--- Materials provided ---

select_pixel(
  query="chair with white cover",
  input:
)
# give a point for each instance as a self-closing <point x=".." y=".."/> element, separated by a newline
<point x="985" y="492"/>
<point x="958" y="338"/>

---

Exercise requirements:
Output every entry shown above, exactly.

Result of the exercise:
select_pixel(
  query="chair with white cover",
  input:
)
# give a point for each instance as a self-closing <point x=".." y=".."/> element, separated by a newline
<point x="985" y="492"/>
<point x="958" y="338"/>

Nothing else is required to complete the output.